Please rewrite the stretch from the line containing "the lamp head" through the end of the material, renaming "green eave underside" to "green roof underside" wherever it occurs and keeping everything else unchanged.

[Excerpts from point annotation data]
----
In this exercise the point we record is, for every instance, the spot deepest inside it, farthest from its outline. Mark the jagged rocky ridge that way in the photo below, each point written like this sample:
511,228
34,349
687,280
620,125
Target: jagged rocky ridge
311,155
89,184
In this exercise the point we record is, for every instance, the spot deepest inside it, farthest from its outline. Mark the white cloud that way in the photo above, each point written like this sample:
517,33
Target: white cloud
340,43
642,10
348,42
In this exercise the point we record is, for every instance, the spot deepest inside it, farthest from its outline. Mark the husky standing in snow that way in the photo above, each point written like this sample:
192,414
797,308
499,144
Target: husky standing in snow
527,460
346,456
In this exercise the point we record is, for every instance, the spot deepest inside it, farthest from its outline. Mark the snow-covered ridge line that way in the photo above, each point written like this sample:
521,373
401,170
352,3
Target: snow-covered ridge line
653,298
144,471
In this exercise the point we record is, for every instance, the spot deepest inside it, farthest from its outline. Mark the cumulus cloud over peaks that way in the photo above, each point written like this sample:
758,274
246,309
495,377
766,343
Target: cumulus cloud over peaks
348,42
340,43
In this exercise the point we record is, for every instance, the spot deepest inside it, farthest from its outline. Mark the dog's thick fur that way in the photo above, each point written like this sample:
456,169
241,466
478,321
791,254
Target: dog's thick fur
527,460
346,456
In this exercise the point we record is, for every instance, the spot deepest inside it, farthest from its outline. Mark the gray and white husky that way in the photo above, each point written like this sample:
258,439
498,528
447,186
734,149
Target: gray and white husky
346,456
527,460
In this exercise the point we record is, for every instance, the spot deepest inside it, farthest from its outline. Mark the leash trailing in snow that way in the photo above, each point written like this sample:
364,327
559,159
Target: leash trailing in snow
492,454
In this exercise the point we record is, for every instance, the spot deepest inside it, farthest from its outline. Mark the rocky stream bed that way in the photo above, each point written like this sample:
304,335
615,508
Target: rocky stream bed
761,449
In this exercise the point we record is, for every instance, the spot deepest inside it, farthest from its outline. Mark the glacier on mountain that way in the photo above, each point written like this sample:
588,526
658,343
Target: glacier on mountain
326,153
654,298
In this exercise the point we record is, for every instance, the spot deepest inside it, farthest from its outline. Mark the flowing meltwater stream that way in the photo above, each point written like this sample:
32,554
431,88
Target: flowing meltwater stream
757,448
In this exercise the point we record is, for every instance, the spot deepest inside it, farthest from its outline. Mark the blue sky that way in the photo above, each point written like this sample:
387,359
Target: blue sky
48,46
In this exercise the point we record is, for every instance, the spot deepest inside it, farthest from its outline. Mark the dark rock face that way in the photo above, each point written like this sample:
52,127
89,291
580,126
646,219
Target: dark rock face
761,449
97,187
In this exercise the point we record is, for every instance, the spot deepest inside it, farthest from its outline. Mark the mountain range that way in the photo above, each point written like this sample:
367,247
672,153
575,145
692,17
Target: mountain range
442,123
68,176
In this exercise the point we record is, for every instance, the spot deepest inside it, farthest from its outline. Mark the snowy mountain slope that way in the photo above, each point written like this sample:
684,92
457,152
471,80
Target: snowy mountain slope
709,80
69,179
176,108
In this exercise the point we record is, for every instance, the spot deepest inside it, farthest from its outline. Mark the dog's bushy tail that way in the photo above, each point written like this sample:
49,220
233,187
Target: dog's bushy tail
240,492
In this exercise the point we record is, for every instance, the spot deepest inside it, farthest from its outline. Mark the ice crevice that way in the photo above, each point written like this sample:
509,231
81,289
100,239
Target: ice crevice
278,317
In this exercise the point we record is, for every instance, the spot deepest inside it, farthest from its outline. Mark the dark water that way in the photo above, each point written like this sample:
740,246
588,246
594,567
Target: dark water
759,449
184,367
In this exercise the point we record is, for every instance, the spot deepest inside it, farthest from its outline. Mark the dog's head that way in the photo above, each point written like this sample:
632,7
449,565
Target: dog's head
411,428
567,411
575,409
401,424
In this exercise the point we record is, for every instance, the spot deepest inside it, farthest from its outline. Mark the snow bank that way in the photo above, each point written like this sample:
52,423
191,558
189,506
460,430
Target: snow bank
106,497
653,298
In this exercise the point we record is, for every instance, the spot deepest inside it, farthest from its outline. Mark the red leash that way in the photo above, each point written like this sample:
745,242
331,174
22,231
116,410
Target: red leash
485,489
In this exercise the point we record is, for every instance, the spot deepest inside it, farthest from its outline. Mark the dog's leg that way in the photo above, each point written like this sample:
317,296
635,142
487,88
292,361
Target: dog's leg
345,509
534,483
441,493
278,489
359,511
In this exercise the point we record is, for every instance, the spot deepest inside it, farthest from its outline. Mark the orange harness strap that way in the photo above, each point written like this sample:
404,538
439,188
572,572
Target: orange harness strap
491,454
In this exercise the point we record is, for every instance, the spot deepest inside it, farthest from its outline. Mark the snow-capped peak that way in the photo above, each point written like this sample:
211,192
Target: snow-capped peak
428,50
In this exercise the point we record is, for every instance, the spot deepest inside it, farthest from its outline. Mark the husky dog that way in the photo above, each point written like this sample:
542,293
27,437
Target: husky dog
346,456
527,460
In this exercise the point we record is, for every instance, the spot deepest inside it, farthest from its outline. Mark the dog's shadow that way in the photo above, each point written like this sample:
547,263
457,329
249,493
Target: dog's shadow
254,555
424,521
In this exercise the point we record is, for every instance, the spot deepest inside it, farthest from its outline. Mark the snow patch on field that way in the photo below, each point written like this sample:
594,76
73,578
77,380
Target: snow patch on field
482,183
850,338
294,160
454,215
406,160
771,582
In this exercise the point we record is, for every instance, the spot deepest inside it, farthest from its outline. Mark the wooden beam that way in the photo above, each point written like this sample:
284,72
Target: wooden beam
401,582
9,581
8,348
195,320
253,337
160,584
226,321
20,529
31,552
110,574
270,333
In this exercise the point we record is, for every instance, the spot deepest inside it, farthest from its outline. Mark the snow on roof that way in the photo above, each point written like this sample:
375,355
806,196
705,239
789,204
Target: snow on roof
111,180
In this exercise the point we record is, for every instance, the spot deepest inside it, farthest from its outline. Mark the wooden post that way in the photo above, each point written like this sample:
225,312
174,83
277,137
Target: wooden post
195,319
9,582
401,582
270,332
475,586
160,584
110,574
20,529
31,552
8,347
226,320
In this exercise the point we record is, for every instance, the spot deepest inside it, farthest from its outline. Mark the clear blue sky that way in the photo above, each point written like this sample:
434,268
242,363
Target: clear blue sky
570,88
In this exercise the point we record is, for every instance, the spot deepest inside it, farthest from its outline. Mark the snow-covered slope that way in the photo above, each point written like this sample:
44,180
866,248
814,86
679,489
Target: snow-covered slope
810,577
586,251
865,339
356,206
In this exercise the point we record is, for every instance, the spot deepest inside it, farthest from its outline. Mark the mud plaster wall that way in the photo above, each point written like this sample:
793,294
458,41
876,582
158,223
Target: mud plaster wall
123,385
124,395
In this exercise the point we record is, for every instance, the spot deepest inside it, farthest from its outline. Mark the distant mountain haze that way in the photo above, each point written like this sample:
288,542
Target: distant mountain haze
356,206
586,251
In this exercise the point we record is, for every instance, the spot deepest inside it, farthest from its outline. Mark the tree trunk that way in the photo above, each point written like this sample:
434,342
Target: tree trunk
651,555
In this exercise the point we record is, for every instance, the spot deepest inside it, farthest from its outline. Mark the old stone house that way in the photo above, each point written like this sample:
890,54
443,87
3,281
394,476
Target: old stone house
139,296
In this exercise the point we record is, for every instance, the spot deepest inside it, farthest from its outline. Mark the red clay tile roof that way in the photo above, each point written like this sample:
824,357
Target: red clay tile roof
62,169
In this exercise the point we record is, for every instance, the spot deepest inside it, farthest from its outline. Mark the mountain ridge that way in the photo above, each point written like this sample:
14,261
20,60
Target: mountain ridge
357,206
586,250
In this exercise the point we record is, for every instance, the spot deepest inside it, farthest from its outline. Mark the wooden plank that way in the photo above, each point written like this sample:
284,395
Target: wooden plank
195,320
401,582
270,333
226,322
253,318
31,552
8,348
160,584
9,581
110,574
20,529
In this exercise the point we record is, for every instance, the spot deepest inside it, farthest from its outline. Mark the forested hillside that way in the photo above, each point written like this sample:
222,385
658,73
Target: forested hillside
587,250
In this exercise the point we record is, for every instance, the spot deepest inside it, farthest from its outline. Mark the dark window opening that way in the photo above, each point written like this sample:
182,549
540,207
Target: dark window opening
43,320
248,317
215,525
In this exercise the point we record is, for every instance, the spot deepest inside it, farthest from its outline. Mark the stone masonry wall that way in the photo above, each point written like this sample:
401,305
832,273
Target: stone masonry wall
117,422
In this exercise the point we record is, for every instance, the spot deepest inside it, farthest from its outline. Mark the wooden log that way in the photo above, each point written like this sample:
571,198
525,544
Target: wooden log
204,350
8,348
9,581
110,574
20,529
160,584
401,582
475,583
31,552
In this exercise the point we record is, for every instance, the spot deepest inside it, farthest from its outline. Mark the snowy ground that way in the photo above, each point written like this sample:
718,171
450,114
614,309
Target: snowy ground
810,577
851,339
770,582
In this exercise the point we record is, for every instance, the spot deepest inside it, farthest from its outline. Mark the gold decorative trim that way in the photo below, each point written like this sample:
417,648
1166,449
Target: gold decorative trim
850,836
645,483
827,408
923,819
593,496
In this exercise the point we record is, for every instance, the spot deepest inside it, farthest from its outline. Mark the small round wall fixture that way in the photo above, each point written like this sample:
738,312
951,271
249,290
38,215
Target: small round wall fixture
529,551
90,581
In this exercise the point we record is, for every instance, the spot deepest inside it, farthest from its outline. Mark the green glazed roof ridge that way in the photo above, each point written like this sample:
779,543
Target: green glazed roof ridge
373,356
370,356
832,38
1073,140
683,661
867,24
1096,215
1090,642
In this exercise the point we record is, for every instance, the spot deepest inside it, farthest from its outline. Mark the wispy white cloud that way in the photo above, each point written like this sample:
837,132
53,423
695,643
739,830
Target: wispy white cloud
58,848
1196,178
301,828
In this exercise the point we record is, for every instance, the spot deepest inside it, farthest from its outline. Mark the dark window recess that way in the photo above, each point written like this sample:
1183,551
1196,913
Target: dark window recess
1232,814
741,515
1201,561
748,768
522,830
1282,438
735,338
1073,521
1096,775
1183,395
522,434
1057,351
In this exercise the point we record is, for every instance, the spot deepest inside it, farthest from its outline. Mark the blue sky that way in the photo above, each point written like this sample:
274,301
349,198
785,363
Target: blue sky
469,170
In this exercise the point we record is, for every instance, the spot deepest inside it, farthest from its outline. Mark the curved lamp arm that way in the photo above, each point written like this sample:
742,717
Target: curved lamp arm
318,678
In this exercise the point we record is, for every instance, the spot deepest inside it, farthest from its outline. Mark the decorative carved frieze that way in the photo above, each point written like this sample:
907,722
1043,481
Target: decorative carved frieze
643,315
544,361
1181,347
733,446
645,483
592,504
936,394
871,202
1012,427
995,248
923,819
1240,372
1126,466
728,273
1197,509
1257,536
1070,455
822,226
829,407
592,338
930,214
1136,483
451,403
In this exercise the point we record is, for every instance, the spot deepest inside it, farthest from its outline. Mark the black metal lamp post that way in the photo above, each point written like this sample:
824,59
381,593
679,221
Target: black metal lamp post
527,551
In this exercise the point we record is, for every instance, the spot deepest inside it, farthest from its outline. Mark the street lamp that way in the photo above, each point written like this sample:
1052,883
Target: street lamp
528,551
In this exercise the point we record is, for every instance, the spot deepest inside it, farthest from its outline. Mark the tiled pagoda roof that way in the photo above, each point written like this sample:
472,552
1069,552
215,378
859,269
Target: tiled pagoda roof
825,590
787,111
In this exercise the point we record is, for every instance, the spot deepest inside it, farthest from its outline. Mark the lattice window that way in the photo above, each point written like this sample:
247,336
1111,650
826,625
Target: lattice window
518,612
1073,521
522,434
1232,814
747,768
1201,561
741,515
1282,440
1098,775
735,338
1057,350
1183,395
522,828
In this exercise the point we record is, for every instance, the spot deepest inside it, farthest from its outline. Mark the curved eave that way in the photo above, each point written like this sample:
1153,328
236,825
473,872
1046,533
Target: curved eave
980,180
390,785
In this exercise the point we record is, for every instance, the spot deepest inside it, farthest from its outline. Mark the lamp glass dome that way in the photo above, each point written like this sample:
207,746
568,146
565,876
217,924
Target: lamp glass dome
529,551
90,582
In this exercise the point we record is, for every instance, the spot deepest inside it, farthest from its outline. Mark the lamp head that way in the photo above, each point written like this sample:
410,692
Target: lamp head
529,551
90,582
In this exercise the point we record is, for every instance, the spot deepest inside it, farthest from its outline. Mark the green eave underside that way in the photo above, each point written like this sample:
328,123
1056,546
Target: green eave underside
----
RESULT:
In this exercise the point we record is, for every instance, the spot deepest inside it, farthest from its outline. Mark the lamp head that way in the photo above, each point written like this sample:
410,692
Target: lamp head
529,551
90,582
In this exercise the point we record is, for every instance, the spot deepest inside it, farthest from its outline. Mark the green roof underside that way in the photo above, each point written like this sample:
328,123
1056,546
Target: green roof underside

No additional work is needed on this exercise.